### [DEINE AUFGABE]
Schreibe aus dem Text über rote Kleider alles von „Seit Wochen planen“ bis hinunter zu „ausführlich zu sprechen.“ wortgetreu ab.

Seit Wochen planen wir die Aktion #rotesKleid und plötzlich sagte meine Freundin, die Modedesignerin Lindy von stokx-patterns.com zu mir, dass sie „Angst vor roten Kleidern“ hat. Das ist spannend! Das geht anderen bestimmt genauso. Wir verabredeten uns, darüber noch mal ausführlich zu sprechen. 

Heute einfach mal ein bisschen mutiger als sonst

Zu Beginn des Gespräches erzählte sie mir, dass sie gerade dabei ist, eine rote Schürze zu nähen oder wie sie sagt „Es ist kein rotes Kleid, aber immerhin vorne rot“. Spannend, ich hatte ja erst einmal nur die Idee im Kopf mit verschiedenen Rottönen zu experimentieren und bei Hemmungen mit zurückhaltenden Rottönen zu beginnen, wie mit einem dezentem Weinrot. Doch Lindy hatte noch eine Idee:

„Man könnte auch mit einem roten Lippenstift oder einem roten Accessoire beginnen, schlug sie vor, „wie wäre es, sich zu überlegen, heute einfach mal ein bisschen mutiger zu sein, sich dafür zu entscheiden, es heute mal etwas anders zu machen als normal.“

Sind rote Kleider nur etwas für perfekte Frauen?

### [BEREITGESTELLTE DATEN]
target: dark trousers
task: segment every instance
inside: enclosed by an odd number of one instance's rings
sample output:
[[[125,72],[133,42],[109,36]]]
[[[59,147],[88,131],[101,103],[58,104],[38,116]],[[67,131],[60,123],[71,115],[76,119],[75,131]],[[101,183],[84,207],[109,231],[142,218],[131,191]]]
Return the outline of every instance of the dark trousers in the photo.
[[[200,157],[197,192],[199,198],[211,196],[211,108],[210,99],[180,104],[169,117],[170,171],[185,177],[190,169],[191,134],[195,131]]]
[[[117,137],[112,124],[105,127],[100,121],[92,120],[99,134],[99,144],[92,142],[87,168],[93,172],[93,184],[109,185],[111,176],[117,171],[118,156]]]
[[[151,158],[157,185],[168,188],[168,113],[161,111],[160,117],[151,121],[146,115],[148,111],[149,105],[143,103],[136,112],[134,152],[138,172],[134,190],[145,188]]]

### [LÖSUNG DER AUFGABE]
Seit Wochen planen wir die Aktion #rotesKleid und plötzlich sagte meine Freundin, die Modedesignerin Lindy von stokx-patterns.com zu mir, dass sie „Angst vor roten Kleidern“ hat. Das ist spannend! Das geht anderen bestimmt genauso. Wir verabredeten uns, darüber noch mal ausführlich zu sprechen.